What you have to do: Where the line holding "Each instance receives one keypoint. Mark the snow-covered slope" appears, start copying, and continue exactly through the last line of the listing, skipping pictures.
________
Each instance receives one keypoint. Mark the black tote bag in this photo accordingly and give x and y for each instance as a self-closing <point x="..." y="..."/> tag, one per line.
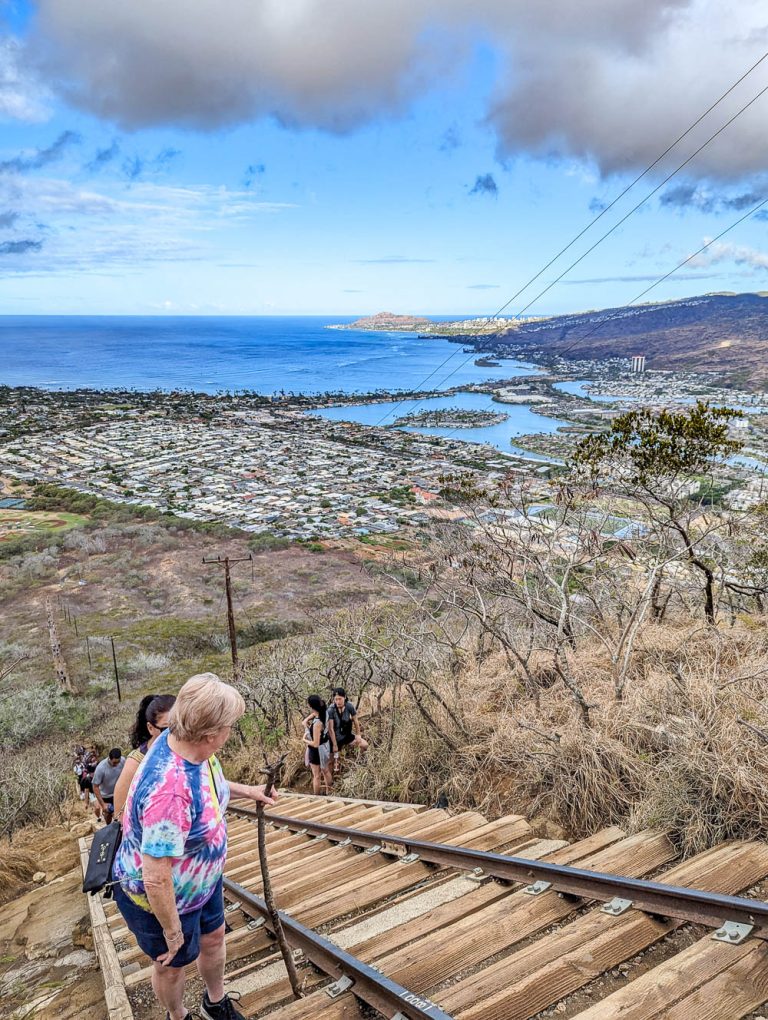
<point x="101" y="858"/>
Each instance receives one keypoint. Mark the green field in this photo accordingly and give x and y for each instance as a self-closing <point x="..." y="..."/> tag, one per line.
<point x="14" y="523"/>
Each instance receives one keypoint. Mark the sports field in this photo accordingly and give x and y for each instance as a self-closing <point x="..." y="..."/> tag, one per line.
<point x="14" y="523"/>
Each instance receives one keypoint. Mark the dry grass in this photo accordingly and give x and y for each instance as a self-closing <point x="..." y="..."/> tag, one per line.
<point x="677" y="753"/>
<point x="16" y="869"/>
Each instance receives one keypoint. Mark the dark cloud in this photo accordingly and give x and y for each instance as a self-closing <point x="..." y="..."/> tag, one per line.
<point x="484" y="185"/>
<point x="19" y="247"/>
<point x="135" y="167"/>
<point x="103" y="157"/>
<point x="693" y="196"/>
<point x="41" y="157"/>
<point x="165" y="157"/>
<point x="253" y="171"/>
<point x="391" y="260"/>
<point x="564" y="78"/>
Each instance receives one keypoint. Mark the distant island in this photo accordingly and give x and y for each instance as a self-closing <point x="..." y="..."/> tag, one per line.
<point x="389" y="321"/>
<point x="451" y="417"/>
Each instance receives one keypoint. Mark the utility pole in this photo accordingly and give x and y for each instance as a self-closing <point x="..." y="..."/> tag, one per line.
<point x="226" y="562"/>
<point x="116" y="675"/>
<point x="59" y="663"/>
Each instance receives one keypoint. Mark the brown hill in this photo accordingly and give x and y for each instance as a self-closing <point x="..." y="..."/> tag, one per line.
<point x="723" y="334"/>
<point x="389" y="320"/>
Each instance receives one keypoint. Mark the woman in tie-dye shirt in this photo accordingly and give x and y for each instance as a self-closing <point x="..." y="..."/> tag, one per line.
<point x="169" y="864"/>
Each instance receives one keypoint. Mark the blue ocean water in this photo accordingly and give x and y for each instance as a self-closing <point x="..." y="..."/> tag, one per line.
<point x="520" y="419"/>
<point x="264" y="354"/>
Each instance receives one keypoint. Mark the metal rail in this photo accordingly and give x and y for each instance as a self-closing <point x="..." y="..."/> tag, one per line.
<point x="352" y="974"/>
<point x="711" y="909"/>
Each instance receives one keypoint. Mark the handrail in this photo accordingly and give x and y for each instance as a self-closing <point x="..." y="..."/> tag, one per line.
<point x="698" y="906"/>
<point x="373" y="987"/>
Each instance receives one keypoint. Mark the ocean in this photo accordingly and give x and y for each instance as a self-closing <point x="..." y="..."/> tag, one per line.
<point x="264" y="354"/>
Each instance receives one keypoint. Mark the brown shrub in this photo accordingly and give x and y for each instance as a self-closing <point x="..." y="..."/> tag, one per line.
<point x="685" y="751"/>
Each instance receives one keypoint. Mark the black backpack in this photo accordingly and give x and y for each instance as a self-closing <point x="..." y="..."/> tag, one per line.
<point x="101" y="858"/>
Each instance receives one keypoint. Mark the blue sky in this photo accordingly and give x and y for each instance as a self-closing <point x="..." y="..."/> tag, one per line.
<point x="365" y="177"/>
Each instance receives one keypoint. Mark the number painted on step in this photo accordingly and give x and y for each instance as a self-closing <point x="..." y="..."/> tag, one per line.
<point x="421" y="1004"/>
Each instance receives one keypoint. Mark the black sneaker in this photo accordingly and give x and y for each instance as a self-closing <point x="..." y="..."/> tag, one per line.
<point x="221" y="1011"/>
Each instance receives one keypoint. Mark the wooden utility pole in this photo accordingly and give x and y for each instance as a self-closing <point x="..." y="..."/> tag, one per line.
<point x="116" y="674"/>
<point x="59" y="663"/>
<point x="226" y="563"/>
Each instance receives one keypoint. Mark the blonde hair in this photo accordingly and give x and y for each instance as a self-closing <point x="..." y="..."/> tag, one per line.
<point x="204" y="705"/>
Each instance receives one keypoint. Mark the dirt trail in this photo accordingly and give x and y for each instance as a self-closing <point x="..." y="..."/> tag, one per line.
<point x="47" y="963"/>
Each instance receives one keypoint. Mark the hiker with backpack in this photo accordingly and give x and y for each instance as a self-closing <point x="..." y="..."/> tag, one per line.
<point x="316" y="737"/>
<point x="344" y="726"/>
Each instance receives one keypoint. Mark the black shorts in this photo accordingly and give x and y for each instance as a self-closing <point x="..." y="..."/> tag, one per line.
<point x="314" y="756"/>
<point x="148" y="929"/>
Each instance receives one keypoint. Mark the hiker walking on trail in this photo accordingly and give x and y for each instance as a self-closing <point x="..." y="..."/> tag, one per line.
<point x="151" y="720"/>
<point x="344" y="726"/>
<point x="169" y="865"/>
<point x="105" y="779"/>
<point x="316" y="737"/>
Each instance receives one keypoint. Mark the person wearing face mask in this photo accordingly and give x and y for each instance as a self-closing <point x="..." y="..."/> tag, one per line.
<point x="168" y="868"/>
<point x="151" y="720"/>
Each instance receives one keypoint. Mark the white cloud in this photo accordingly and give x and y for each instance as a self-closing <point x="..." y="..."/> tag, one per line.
<point x="21" y="97"/>
<point x="79" y="230"/>
<point x="738" y="254"/>
<point x="604" y="82"/>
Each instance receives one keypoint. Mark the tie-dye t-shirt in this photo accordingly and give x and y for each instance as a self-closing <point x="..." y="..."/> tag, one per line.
<point x="172" y="811"/>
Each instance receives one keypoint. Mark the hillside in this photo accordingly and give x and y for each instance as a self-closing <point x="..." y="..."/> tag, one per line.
<point x="726" y="334"/>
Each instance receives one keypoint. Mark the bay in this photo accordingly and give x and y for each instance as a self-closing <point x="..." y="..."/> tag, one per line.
<point x="264" y="354"/>
<point x="521" y="419"/>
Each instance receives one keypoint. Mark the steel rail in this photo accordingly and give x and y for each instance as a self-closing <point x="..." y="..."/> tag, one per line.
<point x="379" y="991"/>
<point x="710" y="909"/>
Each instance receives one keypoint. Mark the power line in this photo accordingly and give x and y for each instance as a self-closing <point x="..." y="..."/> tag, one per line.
<point x="657" y="283"/>
<point x="589" y="225"/>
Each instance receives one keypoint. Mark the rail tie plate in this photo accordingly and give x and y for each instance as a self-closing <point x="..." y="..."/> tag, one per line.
<point x="698" y="906"/>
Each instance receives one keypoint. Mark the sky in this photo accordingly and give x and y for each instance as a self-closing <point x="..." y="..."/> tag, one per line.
<point x="348" y="156"/>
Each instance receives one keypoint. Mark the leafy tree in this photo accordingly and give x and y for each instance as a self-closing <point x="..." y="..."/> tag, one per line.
<point x="654" y="458"/>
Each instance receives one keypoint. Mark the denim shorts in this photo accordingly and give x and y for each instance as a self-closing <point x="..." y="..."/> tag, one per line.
<point x="148" y="929"/>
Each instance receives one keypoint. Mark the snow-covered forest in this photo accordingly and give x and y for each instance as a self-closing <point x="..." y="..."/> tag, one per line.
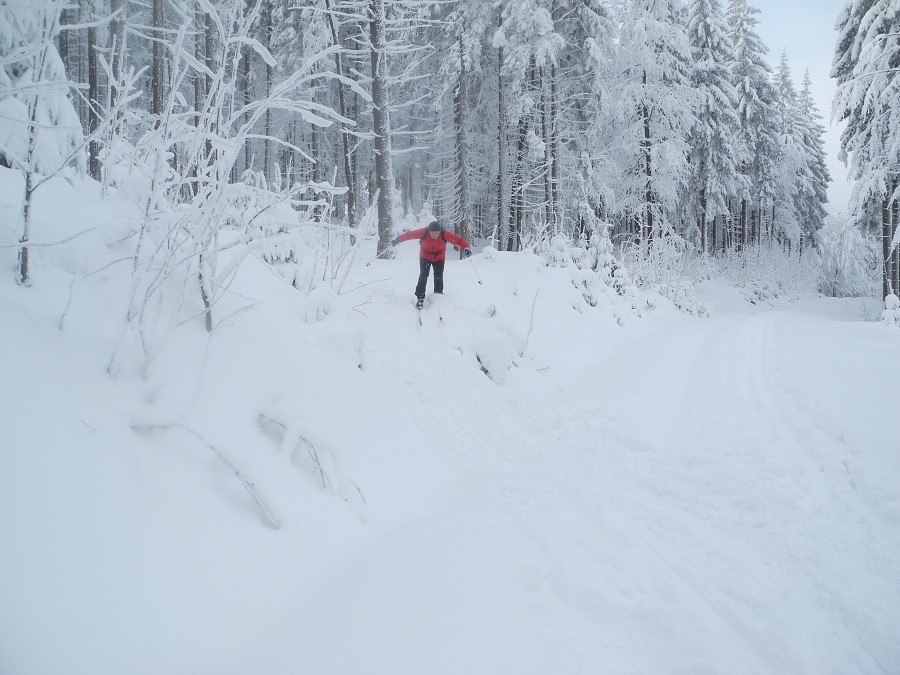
<point x="647" y="429"/>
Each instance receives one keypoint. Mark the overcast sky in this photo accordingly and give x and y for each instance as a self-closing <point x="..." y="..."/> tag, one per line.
<point x="805" y="28"/>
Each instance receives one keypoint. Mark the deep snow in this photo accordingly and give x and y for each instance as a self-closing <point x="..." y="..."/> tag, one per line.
<point x="608" y="493"/>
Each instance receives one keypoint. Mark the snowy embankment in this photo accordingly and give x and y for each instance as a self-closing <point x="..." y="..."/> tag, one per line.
<point x="543" y="488"/>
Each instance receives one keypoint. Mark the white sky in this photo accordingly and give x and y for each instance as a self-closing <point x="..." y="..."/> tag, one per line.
<point x="805" y="28"/>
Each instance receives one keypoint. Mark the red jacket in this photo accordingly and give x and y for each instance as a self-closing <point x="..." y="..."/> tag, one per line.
<point x="434" y="249"/>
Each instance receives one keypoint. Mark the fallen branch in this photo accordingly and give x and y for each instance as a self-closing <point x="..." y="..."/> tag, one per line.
<point x="270" y="515"/>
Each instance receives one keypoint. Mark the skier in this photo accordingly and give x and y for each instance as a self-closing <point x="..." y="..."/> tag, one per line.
<point x="432" y="253"/>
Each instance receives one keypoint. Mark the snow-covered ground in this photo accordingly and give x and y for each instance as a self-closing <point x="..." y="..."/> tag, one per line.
<point x="543" y="488"/>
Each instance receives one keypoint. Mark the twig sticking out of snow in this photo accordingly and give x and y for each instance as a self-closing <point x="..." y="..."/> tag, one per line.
<point x="530" y="324"/>
<point x="249" y="486"/>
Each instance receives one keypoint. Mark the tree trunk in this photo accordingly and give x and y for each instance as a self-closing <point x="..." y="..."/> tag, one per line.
<point x="268" y="27"/>
<point x="381" y="126"/>
<point x="460" y="106"/>
<point x="895" y="255"/>
<point x="701" y="218"/>
<point x="647" y="226"/>
<point x="885" y="249"/>
<point x="517" y="205"/>
<point x="554" y="149"/>
<point x="93" y="106"/>
<point x="548" y="156"/>
<point x="158" y="62"/>
<point x="346" y="139"/>
<point x="498" y="237"/>
<point x="117" y="45"/>
<point x="246" y="64"/>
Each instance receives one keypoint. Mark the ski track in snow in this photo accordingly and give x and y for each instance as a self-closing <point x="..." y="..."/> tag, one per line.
<point x="737" y="508"/>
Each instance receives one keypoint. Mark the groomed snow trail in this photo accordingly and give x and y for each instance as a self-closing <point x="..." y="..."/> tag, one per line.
<point x="678" y="509"/>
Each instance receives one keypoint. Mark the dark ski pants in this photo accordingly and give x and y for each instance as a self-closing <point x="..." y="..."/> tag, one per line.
<point x="424" y="266"/>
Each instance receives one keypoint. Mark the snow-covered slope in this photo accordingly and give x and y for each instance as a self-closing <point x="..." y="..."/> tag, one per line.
<point x="324" y="486"/>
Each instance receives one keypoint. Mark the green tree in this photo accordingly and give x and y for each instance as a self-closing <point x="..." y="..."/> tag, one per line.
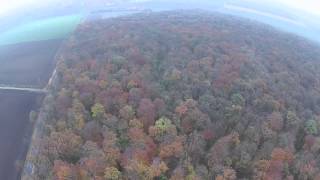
<point x="311" y="127"/>
<point x="97" y="111"/>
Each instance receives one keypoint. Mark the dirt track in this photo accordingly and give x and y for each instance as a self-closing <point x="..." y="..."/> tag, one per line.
<point x="29" y="63"/>
<point x="15" y="129"/>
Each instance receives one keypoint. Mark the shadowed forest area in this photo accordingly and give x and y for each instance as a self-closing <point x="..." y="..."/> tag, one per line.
<point x="182" y="95"/>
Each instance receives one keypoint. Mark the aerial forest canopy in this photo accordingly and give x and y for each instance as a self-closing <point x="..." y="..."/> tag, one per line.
<point x="182" y="95"/>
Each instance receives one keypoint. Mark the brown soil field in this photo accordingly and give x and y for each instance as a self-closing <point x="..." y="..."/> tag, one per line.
<point x="29" y="63"/>
<point x="15" y="130"/>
________
Complete answer:
Each instance receives one keypoint. Mark the snow-covered slope in this photo accordingly and give x and y for each instance as a self-closing <point x="..." y="..."/> tag, one per line.
<point x="324" y="486"/>
Each instance receives one keypoint. Mark the green tree in this photo accordingly and give x and y for each instance as a self-closing <point x="..." y="..."/> tag, one per line.
<point x="311" y="127"/>
<point x="97" y="111"/>
Each instance receives one keypoint. Mark the dirt track in this photo accordingly and give x and y for each instance as a self-closing <point x="..." y="..."/> tag, one per line.
<point x="29" y="63"/>
<point x="15" y="129"/>
Each instance receives one keypoint. Mark the shadowed forest area in this photo accordingly and give x and y for each instance as a self-closing <point x="..." y="..."/> tag, one per line.
<point x="182" y="95"/>
Each instance receives one keypoint. Mark the aerial forest canopy in this photo accordingly and give x and y for each instance as a self-closing <point x="..." y="..."/> tag, one per line.
<point x="182" y="95"/>
Each instance receives one keypoint. Mark the brown soil field in this photo accordingly and give x and y for each instance as a self-closing <point x="..." y="..."/> tag, one per line.
<point x="29" y="63"/>
<point x="15" y="130"/>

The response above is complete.